§ **Dataset extract**:

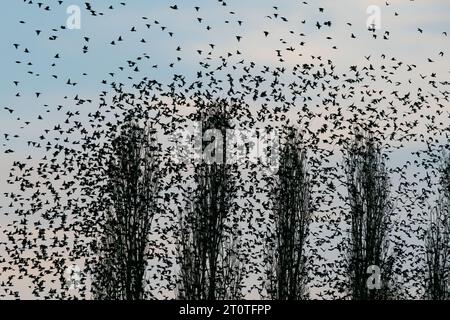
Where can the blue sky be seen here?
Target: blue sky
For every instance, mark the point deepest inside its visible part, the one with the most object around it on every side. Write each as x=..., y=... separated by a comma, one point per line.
x=405, y=43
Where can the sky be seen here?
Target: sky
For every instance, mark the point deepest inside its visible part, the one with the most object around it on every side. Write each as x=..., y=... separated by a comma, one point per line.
x=35, y=72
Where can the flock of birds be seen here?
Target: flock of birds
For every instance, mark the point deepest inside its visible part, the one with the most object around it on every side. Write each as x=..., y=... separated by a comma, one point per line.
x=52, y=204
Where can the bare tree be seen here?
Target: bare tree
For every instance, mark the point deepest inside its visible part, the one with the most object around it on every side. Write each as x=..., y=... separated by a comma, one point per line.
x=208, y=249
x=132, y=187
x=437, y=241
x=292, y=215
x=370, y=211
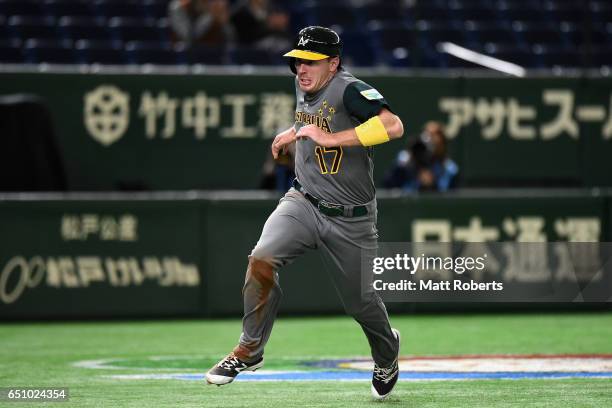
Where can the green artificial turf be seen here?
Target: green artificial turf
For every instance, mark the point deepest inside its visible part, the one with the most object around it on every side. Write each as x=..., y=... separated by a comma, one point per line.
x=42, y=355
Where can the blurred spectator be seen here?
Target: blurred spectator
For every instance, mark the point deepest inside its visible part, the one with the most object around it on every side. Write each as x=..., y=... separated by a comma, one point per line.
x=424, y=165
x=205, y=22
x=261, y=24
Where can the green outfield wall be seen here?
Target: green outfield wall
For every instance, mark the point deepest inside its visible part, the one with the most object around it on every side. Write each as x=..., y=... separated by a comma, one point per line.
x=188, y=131
x=185, y=254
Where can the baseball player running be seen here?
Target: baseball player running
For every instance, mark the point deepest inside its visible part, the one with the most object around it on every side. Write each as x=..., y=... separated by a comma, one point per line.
x=332, y=206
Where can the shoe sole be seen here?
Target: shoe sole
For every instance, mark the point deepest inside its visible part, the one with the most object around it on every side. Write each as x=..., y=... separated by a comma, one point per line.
x=375, y=393
x=219, y=380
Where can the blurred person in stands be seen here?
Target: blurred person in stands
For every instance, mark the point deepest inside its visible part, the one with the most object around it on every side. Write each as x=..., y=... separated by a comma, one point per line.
x=201, y=22
x=262, y=24
x=424, y=165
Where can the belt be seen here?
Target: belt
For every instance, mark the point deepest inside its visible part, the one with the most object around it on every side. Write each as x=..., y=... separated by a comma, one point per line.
x=329, y=209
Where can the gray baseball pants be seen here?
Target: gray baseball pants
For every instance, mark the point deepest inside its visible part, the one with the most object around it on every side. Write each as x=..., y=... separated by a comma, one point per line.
x=294, y=227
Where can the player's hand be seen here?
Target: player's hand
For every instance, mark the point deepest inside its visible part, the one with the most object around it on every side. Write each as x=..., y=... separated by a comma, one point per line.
x=318, y=136
x=282, y=141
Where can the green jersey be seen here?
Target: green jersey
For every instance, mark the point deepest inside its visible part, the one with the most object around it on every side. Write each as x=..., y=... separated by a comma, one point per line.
x=341, y=175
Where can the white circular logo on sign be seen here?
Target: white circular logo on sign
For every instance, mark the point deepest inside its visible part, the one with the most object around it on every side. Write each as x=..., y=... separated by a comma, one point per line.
x=107, y=113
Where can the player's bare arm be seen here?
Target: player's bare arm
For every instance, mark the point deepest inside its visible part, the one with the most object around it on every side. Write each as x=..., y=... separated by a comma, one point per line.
x=392, y=125
x=281, y=142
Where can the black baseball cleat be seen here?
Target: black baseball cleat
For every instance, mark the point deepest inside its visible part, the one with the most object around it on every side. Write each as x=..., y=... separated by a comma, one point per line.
x=227, y=369
x=384, y=378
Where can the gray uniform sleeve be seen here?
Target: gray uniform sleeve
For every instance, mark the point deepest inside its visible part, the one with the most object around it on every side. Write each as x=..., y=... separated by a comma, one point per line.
x=362, y=101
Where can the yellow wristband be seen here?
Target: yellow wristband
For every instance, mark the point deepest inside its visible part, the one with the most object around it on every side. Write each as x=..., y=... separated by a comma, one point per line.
x=372, y=132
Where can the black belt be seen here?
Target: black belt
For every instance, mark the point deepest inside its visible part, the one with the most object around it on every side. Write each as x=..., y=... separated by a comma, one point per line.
x=329, y=209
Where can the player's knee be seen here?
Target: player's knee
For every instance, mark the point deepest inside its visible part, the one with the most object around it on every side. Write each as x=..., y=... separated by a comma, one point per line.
x=262, y=271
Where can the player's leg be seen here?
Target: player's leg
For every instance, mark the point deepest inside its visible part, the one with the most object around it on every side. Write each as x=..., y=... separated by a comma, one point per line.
x=289, y=231
x=347, y=241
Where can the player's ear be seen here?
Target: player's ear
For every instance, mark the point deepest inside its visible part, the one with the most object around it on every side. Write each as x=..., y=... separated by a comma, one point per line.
x=333, y=63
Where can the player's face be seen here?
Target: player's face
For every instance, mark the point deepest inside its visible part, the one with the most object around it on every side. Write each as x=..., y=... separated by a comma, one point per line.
x=314, y=75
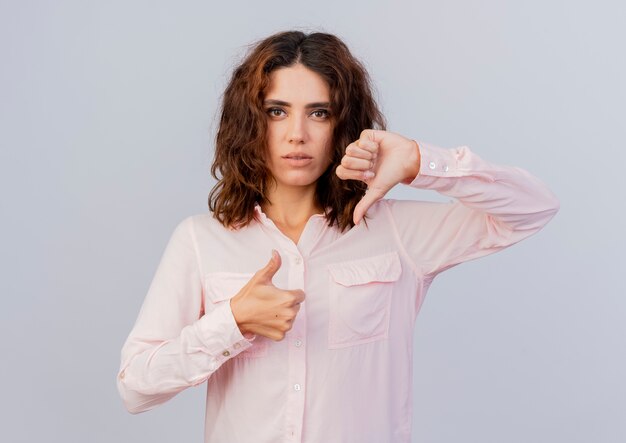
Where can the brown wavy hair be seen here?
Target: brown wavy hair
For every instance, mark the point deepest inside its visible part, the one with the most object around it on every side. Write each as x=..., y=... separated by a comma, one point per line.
x=239, y=165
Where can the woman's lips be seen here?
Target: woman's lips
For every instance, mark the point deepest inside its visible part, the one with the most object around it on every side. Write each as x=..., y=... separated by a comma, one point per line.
x=297, y=159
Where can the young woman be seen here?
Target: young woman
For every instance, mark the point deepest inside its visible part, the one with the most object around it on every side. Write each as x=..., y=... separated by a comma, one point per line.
x=295, y=297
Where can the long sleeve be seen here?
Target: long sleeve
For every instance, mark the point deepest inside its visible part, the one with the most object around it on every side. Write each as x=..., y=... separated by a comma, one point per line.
x=173, y=345
x=495, y=207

§ **Given instruction**: Copy the records from the line that contains "Where can the baseball" through the line that contains "x=294, y=227", both included, keeping the requests and offsetting every coordinate in the answers by -32. Output only those lines.

§ **Reply to the task**:
Where can the baseball player running be seen here?
Target: baseball player running
For every instance, mark the point deepest inside its visible part, the one with the most object around it on every side. Write each as x=..., y=... separated by a comma, one point per line.
x=300, y=174
Where can the shoe sole be seen here?
Target: shoe sole
For every instance, mark the point deepest inside its visible part, the one with the most object around it on every side. Write each as x=..., y=... separated by a comma, one point per line.
x=343, y=361
x=187, y=348
Where can the blurred person in stands be seen here?
Target: blurred person in stands
For every instance, mark the point deepest inside its visible part, the one with the most object around it on every side. Write each as x=..., y=... separated by a comma, one point per line.
x=169, y=-10
x=230, y=-8
x=392, y=133
Where can the belt be seen here?
Target: belt
For every instance, mark the point deepest inside its visible part, the one with the most object around it on every side. Write each as x=..., y=... separated by a comma, one point per line.
x=297, y=177
Where can the gray baseball pants be seen here?
Target: gray baseball pants
For every instance, mark the point deepest inside its visible part, the one with the most object around it on every side. Write each as x=..., y=... separated by a comma, one point per line.
x=262, y=195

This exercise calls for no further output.